◆ **What you should do**
Can you format the material below as a Markdown table with the columns n (row number) and Line, covering only the lines from the one holding "Note to the class: point out the pointed" through the one holding "<point>340,101</point>", inclusive, and leaving out blank lines?

◆ **Task data**
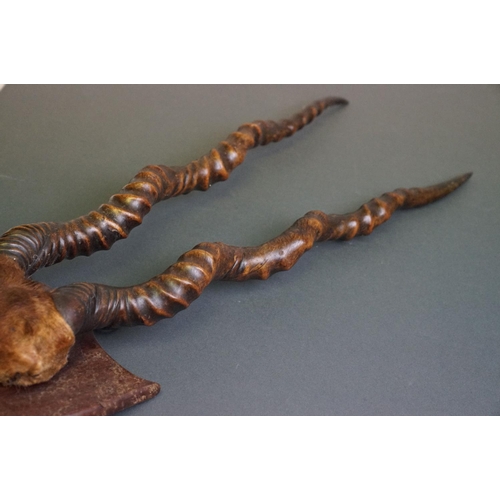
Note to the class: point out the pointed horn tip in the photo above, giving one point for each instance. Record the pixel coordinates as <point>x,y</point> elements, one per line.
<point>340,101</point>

==

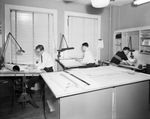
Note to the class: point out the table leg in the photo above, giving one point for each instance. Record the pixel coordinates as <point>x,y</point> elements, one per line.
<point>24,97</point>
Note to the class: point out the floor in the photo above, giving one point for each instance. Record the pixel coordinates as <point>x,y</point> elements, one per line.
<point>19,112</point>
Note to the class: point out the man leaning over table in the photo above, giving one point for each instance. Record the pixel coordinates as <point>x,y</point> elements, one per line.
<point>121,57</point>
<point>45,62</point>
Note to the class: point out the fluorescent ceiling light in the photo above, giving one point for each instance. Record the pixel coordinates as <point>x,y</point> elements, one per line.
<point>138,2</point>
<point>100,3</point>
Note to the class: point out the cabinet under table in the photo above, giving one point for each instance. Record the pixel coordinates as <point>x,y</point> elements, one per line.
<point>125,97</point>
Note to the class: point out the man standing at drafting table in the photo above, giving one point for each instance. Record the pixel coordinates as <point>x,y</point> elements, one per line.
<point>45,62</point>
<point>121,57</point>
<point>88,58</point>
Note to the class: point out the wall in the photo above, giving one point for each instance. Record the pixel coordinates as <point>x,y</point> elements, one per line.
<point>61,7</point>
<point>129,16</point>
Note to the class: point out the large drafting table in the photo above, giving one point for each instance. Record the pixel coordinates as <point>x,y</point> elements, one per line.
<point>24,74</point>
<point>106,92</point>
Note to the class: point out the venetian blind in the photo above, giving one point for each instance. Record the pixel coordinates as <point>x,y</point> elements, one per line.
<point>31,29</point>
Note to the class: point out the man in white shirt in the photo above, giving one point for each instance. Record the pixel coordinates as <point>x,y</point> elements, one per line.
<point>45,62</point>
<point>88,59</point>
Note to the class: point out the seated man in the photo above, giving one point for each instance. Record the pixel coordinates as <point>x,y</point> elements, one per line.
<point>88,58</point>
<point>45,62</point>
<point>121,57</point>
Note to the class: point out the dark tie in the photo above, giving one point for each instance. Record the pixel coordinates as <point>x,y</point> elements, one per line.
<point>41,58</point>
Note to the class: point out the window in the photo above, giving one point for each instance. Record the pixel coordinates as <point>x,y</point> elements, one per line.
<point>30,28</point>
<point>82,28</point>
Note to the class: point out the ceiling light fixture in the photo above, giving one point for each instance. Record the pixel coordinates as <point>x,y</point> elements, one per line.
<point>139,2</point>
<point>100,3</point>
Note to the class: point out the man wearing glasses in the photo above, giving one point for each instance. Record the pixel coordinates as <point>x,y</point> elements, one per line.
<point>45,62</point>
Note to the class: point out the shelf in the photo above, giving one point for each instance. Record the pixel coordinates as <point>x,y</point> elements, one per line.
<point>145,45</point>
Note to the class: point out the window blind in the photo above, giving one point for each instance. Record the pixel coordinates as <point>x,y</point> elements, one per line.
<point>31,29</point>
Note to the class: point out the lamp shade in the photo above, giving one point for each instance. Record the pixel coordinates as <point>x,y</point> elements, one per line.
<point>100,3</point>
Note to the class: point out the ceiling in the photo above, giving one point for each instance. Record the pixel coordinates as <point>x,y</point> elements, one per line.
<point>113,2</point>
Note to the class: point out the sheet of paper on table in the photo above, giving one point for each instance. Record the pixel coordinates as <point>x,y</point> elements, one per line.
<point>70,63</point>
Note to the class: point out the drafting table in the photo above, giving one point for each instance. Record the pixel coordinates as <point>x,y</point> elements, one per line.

...

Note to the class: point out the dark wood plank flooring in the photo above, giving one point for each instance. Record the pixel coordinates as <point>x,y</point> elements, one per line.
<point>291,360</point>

◆ **Result**
| n | Line |
|---|---|
| 1 | Note to the class: point out the pointed horn tip in the photo above, giving one point for each instance. Record the pixel coordinates as <point>x,y</point> elements, one per line. |
| 2 | <point>340,101</point> |